Given instruction =>
Update the lines of the listing starting at the line containing "My project requires locating the kayaker" and ending at the line containing "482 513 525 531", replacing "photograph" with "image" and leaving everything else unchanged. Return only those lines.

Supplied records =>
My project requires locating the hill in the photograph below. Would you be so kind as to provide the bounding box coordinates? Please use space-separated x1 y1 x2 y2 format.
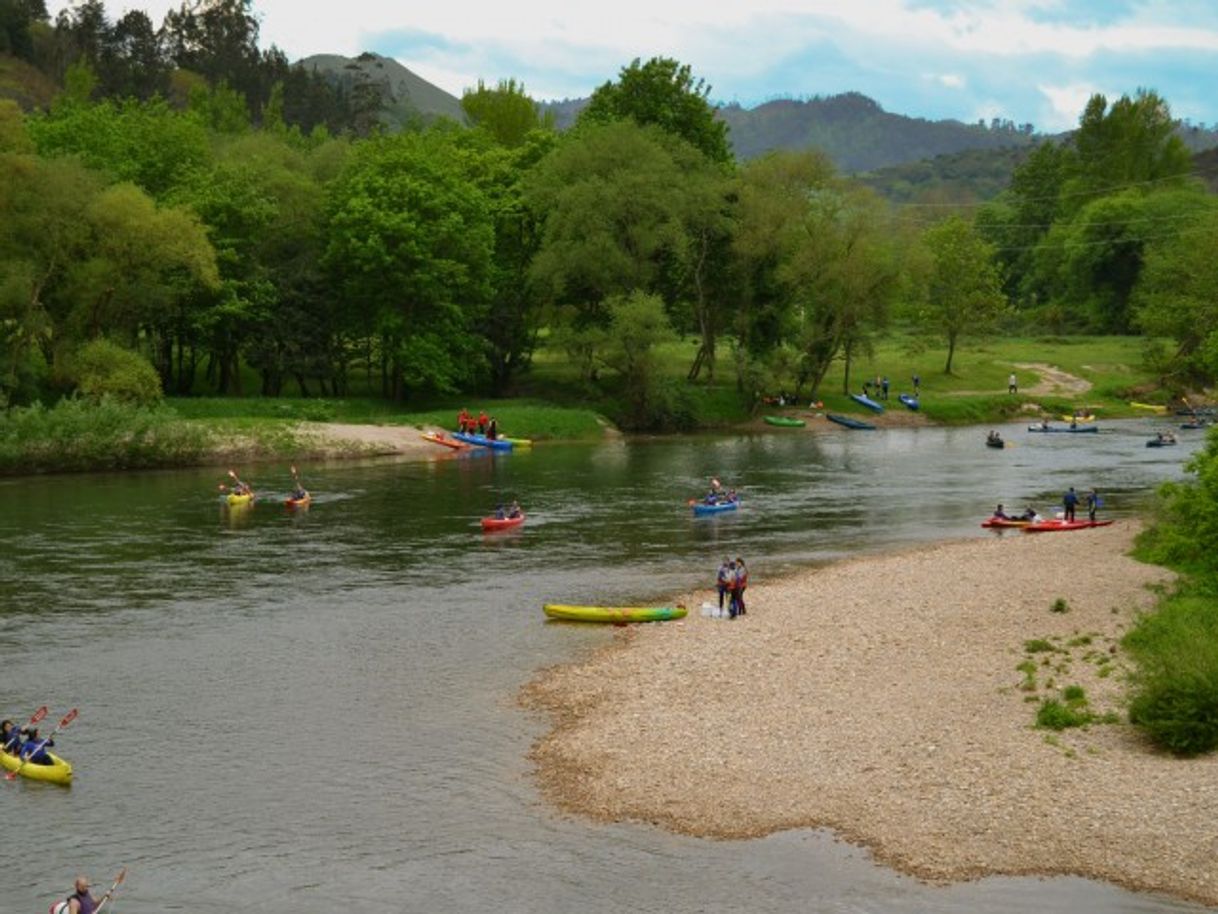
300 51 465 130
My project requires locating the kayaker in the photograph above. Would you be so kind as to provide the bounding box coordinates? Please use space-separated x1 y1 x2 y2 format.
18 728 55 765
52 876 110 914
715 556 732 615
1062 486 1078 520
0 720 24 756
736 556 749 615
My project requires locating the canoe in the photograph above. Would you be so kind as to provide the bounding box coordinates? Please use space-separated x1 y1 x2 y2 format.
0 749 72 784
850 394 884 413
1023 518 1112 533
982 517 1032 529
693 500 741 514
1028 425 1100 435
825 413 876 431
419 431 469 451
453 431 512 451
1129 400 1167 416
761 416 808 429
542 603 686 623
482 513 525 531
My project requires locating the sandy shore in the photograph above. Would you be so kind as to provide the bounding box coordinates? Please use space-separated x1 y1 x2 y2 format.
521 524 1218 904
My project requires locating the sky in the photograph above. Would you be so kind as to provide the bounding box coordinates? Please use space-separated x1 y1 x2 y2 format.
48 0 1218 132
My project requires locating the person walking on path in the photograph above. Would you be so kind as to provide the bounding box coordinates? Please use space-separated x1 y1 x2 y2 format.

Correct output =>
My project requires locating the kayaker in the image above. Would you be so kind as to provide the bounding box coordinates? Please use space-separated x1 y1 x2 y2 format.
18 728 55 765
52 876 110 914
715 556 732 615
1062 486 1078 520
0 720 24 756
736 556 749 615
My project requires locating the canoe in the image above. Would you be so kind as to provide the bounding box coordinates? Please use space-separated x1 y1 x2 y2 format.
0 749 72 784
850 394 884 413
1023 518 1112 533
982 517 1032 529
693 500 741 514
1028 425 1100 435
825 413 876 431
419 431 469 451
453 431 512 451
1129 400 1167 416
761 416 808 429
542 603 686 623
482 513 525 531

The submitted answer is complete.